INPUT MATERIAL:
================================
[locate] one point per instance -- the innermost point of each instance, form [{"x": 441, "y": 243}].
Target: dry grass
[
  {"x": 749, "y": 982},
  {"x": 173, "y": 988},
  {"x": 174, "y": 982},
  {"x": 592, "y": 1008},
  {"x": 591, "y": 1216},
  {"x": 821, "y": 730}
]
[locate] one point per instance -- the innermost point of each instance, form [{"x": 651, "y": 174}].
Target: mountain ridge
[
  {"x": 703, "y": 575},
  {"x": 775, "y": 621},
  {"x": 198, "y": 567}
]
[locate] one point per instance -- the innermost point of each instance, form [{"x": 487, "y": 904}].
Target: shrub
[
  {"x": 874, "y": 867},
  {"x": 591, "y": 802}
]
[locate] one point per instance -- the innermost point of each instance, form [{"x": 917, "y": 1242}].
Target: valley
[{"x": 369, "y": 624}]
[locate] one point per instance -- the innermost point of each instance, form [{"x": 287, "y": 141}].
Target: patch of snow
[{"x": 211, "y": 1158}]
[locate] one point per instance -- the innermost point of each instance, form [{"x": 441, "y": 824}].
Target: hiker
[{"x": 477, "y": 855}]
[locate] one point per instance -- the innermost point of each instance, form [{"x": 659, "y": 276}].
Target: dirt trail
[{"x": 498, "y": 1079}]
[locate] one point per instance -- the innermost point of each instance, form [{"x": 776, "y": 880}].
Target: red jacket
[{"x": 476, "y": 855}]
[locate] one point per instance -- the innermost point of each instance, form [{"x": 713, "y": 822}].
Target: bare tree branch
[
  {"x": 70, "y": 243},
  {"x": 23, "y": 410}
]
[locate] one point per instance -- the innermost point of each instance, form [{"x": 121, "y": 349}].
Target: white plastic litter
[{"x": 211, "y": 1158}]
================================
YOUR TASK: Please count how many lines in the entries above contain the word "Target" with the same capitalization, and reply with only the number.

ANSWER: 10